(Data extracted from a collection)
= = = = = = =

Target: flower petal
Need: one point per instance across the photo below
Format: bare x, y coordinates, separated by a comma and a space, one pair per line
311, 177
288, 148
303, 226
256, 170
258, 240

= = = = = = =

> TASK DETAILS: Set down exactly what runs from the line containing "Need: one point" through the last line above, both lines included.

> EXERCISE ANSWER:
Need: one point per instance across the photo below
Format: bare x, y coordinates, separated by a comma and a space, one pair per line
311, 177
288, 148
303, 226
256, 170
258, 240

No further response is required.